# Compiti richiesti
(1) Quanti processi penali sono andati in prescrizione nel 2015, secondo il brano sulla prescrizione dei reati?
(2) Ricopia senza alcuna modifica le righe dell'elenco comprese tra quella che contiene "141L459 152L472 151V115L462" e quella che contiene "positive clicks: (468, 151) (473, 121)", entrambe incluse.

# Brano di partenza
****
9/4368/55Cristian Iannuzzi.


   La Camera,
   premesso che:
    i commi da 10 a 15 intervengono in materia di prescrizione dei reati con l'obiettivo di contrastare i casi di estinzione dei processi per intervenuta prescrizione, con conseguente proscioglimento degli imputati prima di una pronuncia definitiva;
    secondo dati elaborati dal ministero della Giustizia pubblicati il 20 gennaio 2017 da Il Sole24Ore, sono stati 132.739 i processi penali andati in prescrizione nel 2015 e ben 78.054 quelli prescritti solo nel primo semestre del 2016. Si conferma, dunque, la tendenza all'aumento del fenomeno della prescrizione. Nel 2014, infatti, i processi mai arrivati a sentenza definitiva a causa del decorso del tempo erano stati 132.859 (anche se le statistiche dell'epoca ne indicavano 132.296) e 63.753 nel primo semestre di quell'anno, saliti a 67.420 nello stesso periodo del 2015; nel 2015, quindi, le prescrizioni hanno rappresentato circa il 4 per cento del totale di 3,2 milioni di processi definiti;
    l'analisi dei dati, inoltre, mostra situazioni assai differenziate con riferimento ai vari tribunali con performance, in positivo e in negativo, molto diverse tra loro, derivanti anche da strutture e procedure organizzative non uniformi;
    il firmatario del presente atto ha presentato una proposta di legge, assorbita dal testo in esame, dall'obiettivo duplice: da un lato assicurare il regolare svolgimento del processo ai fini dell'accertamento dei fatti, impedendo che la prescrizione possa portare al proscioglimento nel corso del processo attraverso il mero decorso del tempo e dall'altro evitare che le norme poste a tutela del regolare svolgimento del processo finiscano per pregiudicare il diritto dell'imputato a un processo di durata ragionevole;
    al fine di limitare il numero dei casi di prescrizione e al tempo stesso di contemperare i due interessi sopra indicati appare opportuno introdurre formule di monitoraggio specifiche sulle modalità di organizzazione degli uffici al fine di promuoverne una gestione efficiente,

impegna il Governo

   ad adottare tutte le iniziative necessarie al fine di prevedere meccanismi di monitoraggio, accessibili al pubblico, sull'andamento dei processi nei singoli uffici, che consentano di valutare l'entità del fenomeno della prescrizione, la fase del processo in cui interviene, e la durata media delle fasi di indagine e di quelle dei diversi gradi di giudizio;
   a promuovere iniziative volte a migliorare la performance dei singoli uffici per assicurare un'adeguata tutela dell'imputato sotto il profilo della durata dei processi.
****
Record tratti da una raccolta
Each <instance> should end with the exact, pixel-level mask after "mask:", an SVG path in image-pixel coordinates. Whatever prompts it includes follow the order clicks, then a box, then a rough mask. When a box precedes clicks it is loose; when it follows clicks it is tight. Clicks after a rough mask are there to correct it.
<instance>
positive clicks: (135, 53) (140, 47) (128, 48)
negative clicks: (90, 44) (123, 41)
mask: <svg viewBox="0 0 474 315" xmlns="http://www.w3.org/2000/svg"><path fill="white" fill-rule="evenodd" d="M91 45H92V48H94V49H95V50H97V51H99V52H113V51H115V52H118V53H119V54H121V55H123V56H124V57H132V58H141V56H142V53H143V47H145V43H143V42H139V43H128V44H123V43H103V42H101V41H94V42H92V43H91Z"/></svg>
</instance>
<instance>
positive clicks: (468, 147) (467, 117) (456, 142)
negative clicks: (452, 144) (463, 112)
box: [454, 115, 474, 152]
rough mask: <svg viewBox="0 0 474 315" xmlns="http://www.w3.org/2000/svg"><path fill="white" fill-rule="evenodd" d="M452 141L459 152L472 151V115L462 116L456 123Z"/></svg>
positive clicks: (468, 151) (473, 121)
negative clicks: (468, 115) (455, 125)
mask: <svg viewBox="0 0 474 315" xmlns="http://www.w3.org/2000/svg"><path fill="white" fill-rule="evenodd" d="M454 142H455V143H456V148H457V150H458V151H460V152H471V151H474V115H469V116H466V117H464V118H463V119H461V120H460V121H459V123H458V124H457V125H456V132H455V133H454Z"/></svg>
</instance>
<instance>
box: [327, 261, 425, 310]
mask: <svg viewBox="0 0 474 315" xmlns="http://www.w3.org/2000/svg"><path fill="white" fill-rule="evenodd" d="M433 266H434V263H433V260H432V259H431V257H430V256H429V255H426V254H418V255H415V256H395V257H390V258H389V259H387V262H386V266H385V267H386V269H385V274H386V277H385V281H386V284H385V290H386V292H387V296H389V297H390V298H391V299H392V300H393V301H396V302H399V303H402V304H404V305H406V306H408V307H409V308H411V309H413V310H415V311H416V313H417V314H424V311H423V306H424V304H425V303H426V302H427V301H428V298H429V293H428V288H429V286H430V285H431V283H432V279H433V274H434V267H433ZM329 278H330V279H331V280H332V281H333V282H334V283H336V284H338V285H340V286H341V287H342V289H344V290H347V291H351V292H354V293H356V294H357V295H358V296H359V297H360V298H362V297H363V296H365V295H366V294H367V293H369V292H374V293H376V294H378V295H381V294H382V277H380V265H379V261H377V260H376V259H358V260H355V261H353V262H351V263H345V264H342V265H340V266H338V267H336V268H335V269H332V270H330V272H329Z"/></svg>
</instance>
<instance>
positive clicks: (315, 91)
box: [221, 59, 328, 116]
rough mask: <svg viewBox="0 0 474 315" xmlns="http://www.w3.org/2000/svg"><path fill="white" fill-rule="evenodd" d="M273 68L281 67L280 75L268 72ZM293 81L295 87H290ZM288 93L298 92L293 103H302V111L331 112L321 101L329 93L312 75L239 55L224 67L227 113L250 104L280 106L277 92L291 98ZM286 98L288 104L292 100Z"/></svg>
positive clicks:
****
# Risposte in ordine
(1) Nel 2015 sono andati in prescrizione 132.739 processi penali.

(2)
rough mask: <svg viewBox="0 0 474 315" xmlns="http://www.w3.org/2000/svg"><path fill="white" fill-rule="evenodd" d="M452 141L459 152L472 151V115L462 116L456 123Z"/></svg>
positive clicks: (468, 151) (473, 121)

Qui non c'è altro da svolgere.